>> BEGIN

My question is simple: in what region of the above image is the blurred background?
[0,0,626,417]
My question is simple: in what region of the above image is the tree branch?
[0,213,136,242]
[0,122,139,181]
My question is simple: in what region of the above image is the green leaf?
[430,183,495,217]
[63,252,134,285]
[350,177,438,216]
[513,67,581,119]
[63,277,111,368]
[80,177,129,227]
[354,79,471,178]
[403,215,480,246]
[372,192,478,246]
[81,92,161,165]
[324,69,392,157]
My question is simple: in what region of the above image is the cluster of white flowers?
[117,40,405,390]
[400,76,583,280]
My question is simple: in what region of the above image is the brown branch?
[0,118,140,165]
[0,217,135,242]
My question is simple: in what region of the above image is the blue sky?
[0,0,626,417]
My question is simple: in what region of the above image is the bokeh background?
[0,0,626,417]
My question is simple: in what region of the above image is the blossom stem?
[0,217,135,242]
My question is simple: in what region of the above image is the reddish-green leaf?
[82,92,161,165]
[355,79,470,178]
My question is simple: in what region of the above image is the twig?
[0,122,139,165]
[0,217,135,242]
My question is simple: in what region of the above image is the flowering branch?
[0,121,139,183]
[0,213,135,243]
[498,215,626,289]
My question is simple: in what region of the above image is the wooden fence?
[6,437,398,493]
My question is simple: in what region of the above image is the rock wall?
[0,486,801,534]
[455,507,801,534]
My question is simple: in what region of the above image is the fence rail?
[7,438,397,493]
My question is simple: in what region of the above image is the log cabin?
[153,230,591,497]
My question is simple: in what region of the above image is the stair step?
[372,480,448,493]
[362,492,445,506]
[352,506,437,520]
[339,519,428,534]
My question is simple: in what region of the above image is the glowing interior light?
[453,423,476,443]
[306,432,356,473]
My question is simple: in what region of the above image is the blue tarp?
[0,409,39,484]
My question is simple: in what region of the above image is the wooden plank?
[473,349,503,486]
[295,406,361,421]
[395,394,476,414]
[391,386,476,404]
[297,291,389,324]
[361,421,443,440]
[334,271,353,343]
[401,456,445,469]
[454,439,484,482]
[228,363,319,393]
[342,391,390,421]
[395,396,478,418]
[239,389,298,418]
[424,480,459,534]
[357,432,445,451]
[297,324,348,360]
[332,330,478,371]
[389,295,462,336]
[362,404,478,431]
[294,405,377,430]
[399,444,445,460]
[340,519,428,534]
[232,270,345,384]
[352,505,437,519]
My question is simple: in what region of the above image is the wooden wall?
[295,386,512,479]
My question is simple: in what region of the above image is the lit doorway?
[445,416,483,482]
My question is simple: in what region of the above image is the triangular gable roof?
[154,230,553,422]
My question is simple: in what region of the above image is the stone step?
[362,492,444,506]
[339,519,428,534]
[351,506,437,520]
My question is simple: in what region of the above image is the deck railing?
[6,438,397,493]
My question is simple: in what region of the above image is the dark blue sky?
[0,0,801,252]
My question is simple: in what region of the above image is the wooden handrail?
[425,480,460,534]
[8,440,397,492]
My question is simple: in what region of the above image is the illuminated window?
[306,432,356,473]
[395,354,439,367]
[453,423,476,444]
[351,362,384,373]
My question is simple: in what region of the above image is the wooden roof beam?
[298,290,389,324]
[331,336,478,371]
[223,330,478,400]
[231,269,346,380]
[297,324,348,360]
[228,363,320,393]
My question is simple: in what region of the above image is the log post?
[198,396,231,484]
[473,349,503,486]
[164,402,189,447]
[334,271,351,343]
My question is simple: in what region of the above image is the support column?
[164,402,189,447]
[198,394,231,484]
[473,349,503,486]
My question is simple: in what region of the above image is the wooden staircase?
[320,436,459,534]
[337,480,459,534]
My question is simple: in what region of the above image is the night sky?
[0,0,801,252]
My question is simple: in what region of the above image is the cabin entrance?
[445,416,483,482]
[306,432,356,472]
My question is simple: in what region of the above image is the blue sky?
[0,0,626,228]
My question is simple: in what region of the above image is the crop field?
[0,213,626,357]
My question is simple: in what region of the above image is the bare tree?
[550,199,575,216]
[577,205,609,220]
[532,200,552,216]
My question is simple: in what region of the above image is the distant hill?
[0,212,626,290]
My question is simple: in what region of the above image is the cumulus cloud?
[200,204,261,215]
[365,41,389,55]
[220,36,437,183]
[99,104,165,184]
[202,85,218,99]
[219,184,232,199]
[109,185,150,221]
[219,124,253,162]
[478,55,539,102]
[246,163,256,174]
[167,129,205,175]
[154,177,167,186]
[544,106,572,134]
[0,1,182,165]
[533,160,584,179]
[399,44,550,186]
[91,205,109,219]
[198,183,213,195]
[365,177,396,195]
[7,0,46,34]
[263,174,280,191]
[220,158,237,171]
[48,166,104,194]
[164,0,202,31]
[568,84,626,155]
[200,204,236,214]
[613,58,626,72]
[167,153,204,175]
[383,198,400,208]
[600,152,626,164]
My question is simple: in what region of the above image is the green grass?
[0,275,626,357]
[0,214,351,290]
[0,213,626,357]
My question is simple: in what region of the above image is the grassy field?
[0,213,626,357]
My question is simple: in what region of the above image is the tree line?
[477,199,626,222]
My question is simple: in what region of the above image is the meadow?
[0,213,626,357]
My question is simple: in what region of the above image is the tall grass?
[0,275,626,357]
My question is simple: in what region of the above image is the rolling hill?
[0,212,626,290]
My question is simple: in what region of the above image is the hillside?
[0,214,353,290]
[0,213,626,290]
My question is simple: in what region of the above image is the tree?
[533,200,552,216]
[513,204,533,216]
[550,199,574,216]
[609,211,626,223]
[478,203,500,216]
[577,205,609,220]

>> END

(Goal of the exercise) Copy every row above verbatim, from the first to the last.

(Task output)
My question is simple: in what region of the above image is the blurred background?
[0,0,626,417]
My question is simple: in what region of the above image is the tree branch?
[0,213,136,242]
[0,122,139,181]
My question is simple: in what region of the above image is the green leaf?
[430,183,495,217]
[63,252,134,285]
[350,177,438,216]
[513,67,581,119]
[63,277,111,368]
[80,177,129,227]
[354,79,471,178]
[403,215,480,246]
[372,192,478,246]
[81,92,161,165]
[324,69,392,157]
My question is simple: in what region of the above image is the cluster of white flowers?
[117,40,405,390]
[400,76,583,280]
My question is simple: in what region of the above image is the brown branch?
[0,118,140,165]
[0,217,135,242]
My question is simple: in what region of the above image is the blue sky?
[0,0,626,417]
My question is simple: in what region of the above image is the bokeh background?
[0,0,626,417]
My question is simple: in what region of the above image is the blossom stem?
[0,217,135,242]
My question is simple: in what region of the above image is the reddish-green leaf?
[82,92,161,165]
[355,79,470,178]
My question is simple: in what region of the above image is the twig?
[0,122,139,165]
[0,217,135,242]
My question is simple: in what region of the above image is the flowering branch?
[0,121,139,183]
[0,213,135,243]
[498,215,626,289]
My question is simple: in what region of the above image is the wooden fence?
[6,437,398,493]
My question is simple: in what region of the above image is the rock wall?
[0,486,801,534]
[455,507,801,534]
My question is simple: in what region of the above image is the fence rail?
[7,438,397,493]
My question is simple: in what region of the above image is the log cabin?
[153,230,591,497]
My question is simple: in what region of the above image is the stair step?
[372,480,448,493]
[362,492,445,506]
[352,506,437,520]
[339,519,428,534]
My question is simple: in what region of the above image is the glowing interior light?
[453,423,476,443]
[306,432,356,473]
My question is simple: in what region of the above image is the blue tarp?
[0,409,39,484]
My question is simple: in what region of the above image is the wooden plank?
[473,349,503,486]
[295,406,361,421]
[395,394,476,414]
[391,386,476,404]
[297,291,389,324]
[361,421,443,440]
[334,271,353,343]
[401,456,445,469]
[454,439,484,482]
[228,363,319,393]
[342,391,390,421]
[395,396,478,418]
[239,389,298,418]
[424,480,459,534]
[357,432,445,451]
[297,324,348,360]
[332,330,478,371]
[389,295,462,336]
[362,404,478,431]
[294,405,377,430]
[399,444,445,460]
[340,519,428,534]
[232,270,345,384]
[352,505,437,519]
My question is simple: in what region of the above image is the wooden wall?
[295,386,512,479]
My question is simple: in what region of the above image is the lit doorway?
[445,416,483,482]
My question is simple: in what region of the above image is the triangular gable roof?
[154,230,553,422]
My question is simple: in what region of the above image is the stone step?
[362,492,444,506]
[339,519,428,534]
[351,506,437,520]
My question is simple: in what region of the above image is the deck railing?
[6,438,397,493]
My question is simple: in what region of the above image is the dark blue sky?
[0,0,801,252]
My question is simple: in what region of the above image is the wooden handrail?
[425,480,460,534]
[8,440,397,492]
My question is simple: in what region of the above image is the illuminated window?
[306,432,356,473]
[395,354,439,367]
[453,423,476,444]
[351,362,384,373]
My question is simple: in what region of the above image is the wooden roof beam?
[298,290,389,324]
[331,336,478,371]
[223,330,478,400]
[231,269,346,380]
[297,324,348,360]
[228,363,320,393]
My question is simple: in what region of the above image is the log post?
[198,396,231,484]
[473,349,503,486]
[164,402,189,447]
[334,271,351,343]
My question is simple: in what region of the above image is the support column?
[164,402,189,447]
[198,394,231,484]
[473,349,503,486]
My question is simple: in what region of the above image is the wooden staircase?
[320,436,459,534]
[337,480,459,534]
My question is simple: in what region of the above image is the night sky?
[0,0,801,252]
My question is simple: in what region of the above image is the cabin entrance?
[445,416,483,482]
[306,432,356,472]
My question is simple: in what region of the above image is the blue sky?
[0,0,626,228]
My question is simple: in what region of the above image is the crop field?
[0,213,626,357]
My question is simple: in what region of the above image is the bare tree?
[550,199,575,216]
[577,205,609,220]
[532,200,552,216]
My question is simple: in what region of the above image is the distant hill?
[0,212,626,290]
My question is simple: in what region of the above image is the cumulus cloud?
[200,204,261,215]
[365,41,389,55]
[220,36,437,183]
[99,104,165,184]
[202,85,218,99]
[219,184,232,199]
[109,185,150,221]
[219,124,253,162]
[478,55,539,102]
[246,163,256,174]
[167,129,205,175]
[154,177,167,186]
[544,106,572,134]
[0,1,182,165]
[533,160,584,179]
[399,44,550,186]
[91,205,109,219]
[198,183,213,195]
[365,177,396,195]
[7,0,46,34]
[263,174,280,191]
[220,158,237,171]
[48,166,104,194]
[164,0,202,31]
[568,84,626,155]
[200,204,236,214]
[613,58,626,72]
[167,153,204,175]
[383,198,400,208]
[600,152,626,164]
My question is simple: in what region of the above image is the green grass?
[0,275,626,357]
[0,214,351,290]
[0,213,626,357]
My question is simple: in what region of the above image is the grassy field?
[0,213,626,357]
My question is simple: in what region of the above image is the tree line?
[477,199,626,222]
My question is simple: in what region of the above image is the meadow?
[0,213,626,357]
My question is simple: in what region of the above image is the tall grass?
[0,275,626,357]
My question is simple: in what region of the above image is the rolling hill?
[0,212,626,290]
My question is simple: in what region of the above image is the hillside?
[0,214,353,290]
[0,213,626,290]
My question is simple: in what region of the above image is the tree?
[533,200,552,216]
[513,204,533,216]
[550,199,574,216]
[609,211,626,223]
[478,203,500,216]
[577,205,609,220]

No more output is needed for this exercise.